**EXERCISE:**
Give every entry again, exactly as it stands.

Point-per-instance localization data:
----
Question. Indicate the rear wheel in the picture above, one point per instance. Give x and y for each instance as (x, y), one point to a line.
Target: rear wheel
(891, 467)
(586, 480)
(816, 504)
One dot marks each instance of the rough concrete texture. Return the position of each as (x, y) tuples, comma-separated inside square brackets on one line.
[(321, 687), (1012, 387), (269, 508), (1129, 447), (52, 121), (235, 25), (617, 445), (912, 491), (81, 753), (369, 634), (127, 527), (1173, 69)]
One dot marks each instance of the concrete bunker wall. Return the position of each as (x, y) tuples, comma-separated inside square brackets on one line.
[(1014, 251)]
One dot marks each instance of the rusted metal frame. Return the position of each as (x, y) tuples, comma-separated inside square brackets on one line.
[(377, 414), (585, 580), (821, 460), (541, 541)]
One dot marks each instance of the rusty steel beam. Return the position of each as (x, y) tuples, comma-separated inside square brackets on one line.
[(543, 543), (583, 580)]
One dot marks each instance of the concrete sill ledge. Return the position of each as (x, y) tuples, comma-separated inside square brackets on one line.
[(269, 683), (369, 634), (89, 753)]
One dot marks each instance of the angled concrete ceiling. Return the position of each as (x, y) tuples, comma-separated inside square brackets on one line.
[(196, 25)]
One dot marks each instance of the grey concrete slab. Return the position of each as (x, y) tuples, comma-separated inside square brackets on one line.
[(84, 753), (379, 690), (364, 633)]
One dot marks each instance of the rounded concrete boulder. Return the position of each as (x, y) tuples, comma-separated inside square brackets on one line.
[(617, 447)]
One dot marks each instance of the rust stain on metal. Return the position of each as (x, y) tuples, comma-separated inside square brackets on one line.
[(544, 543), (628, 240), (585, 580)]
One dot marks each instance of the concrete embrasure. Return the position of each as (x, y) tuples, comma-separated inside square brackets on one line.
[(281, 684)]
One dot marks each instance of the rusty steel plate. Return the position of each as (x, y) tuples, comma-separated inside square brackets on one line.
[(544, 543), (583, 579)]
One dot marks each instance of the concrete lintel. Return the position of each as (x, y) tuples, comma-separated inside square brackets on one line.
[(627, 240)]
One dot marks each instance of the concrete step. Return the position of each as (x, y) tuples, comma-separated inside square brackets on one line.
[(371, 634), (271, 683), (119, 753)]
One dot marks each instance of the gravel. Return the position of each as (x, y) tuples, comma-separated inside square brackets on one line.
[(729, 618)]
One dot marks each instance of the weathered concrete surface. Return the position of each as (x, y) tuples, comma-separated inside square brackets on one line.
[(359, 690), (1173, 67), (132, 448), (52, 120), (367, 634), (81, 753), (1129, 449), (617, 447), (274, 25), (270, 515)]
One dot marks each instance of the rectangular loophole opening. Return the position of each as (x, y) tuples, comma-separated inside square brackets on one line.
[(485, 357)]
----
**YOUR SOLUTION:**
Question. Indicate the rear wheel in the picture above, one point per instance. Give x and y for each instance as (x, y), one point to a line.
Target: rear wheel
(891, 467)
(586, 480)
(816, 504)
One dot marks each instance of the rough concrete texture. Return the position of each as (x, y) tuples, comma-separated inside square brackets on one line.
[(321, 687), (1012, 387), (269, 508), (1129, 447), (52, 121), (235, 25), (617, 445), (912, 491), (81, 753), (369, 634), (127, 527), (1173, 69)]
One dot marks each instance of the concrete bunker wall. Return the position of each as (x, y) tuples, comma-separated inside square brackets on one line.
[(1014, 251)]
One dot marks each instance of the rusted metal frame. Return the position of each as (x, y) tuples, comma-separated inside square brackets on one line.
[(377, 414), (585, 580), (821, 460), (541, 541)]
One dot marks each instance of the rusty steel beam. Return the position of each as (x, y) tuples, comma-separated inside square brackets on one line.
[(543, 543), (583, 580)]
One dot marks each instance of the concrete sill ledge. Return the position of each as (x, y) tuples, comma-separated inside square brackets on one line.
[(269, 683), (369, 634), (89, 753)]
One dot marks each instance of the angled concrete ceiling. Return the position of each as (x, y) tuples, comma-separated inside square brackets on one line.
[(196, 25)]
One dot marks each instance of the grey concrete slab. Return the position of each as (x, y) tuples, comma-separated inside square brackets on one line.
[(84, 753), (379, 690), (364, 633)]
One dot marks each instance of the rounded concrete boulder. Return the position of each as (x, y) tuples, comma-separated inside square brackets on one line.
[(617, 447)]
One dot marks each instance of the rust stain on metal. Return the position of each as (x, y) tuples, comma-separated inside square brackets on one line.
[(544, 543), (628, 240), (585, 580)]
One dot marks each instance of the concrete embrasure. Return the position of each as (x, y) tuples, comma-separated inside square brackets on one line.
[(281, 684)]
One dot marks each instance of the rusty steel plate. Return the position of each as (x, y) tuples, comma-separated inside square brackets on one line.
[(544, 543), (583, 579)]
One dot marks each instance of the concrete lintel. Return the position of each as (x, y) tuples, comma-separated inside square brackets on one line.
[(627, 240)]
One dot marks each instance of the concrete step. Return the position of each as (x, y) tuples, comma-separated inside square brackets on one line.
[(371, 634), (271, 683), (119, 753)]
One dot marks each instance of the gravel. Return the position of each as (x, y) tuples, comma-separated inside square brackets on one line.
[(729, 618)]
One dot marks each instance of the weathered concrete surface. Return the position of each as (x, y) tuples, comma-separated inside square brackets on one line.
[(359, 690), (1173, 67), (132, 448), (52, 120), (367, 634), (81, 753), (1129, 449), (617, 447), (274, 25), (270, 515)]
One dot marks each instance of the rectangular loophole opening. Return the position of each as (x, y) tuples, comma-separated inside square brackets on one line.
[(485, 357)]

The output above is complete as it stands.